[Point-based annotation data]
####

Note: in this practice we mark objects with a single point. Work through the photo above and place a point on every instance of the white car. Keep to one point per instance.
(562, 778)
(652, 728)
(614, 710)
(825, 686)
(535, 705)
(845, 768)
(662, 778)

####

Copy out every row above, requests included, and shift each point coordinate in the answers by adding 69 to both of its numbers.

Note: in this practice we mark objects with a single point. Work through the photo above and place a point on every instance of the white car. Keep to one point per instance.
(631, 847)
(721, 797)
(683, 779)
(894, 755)
(604, 774)
(914, 837)
(731, 847)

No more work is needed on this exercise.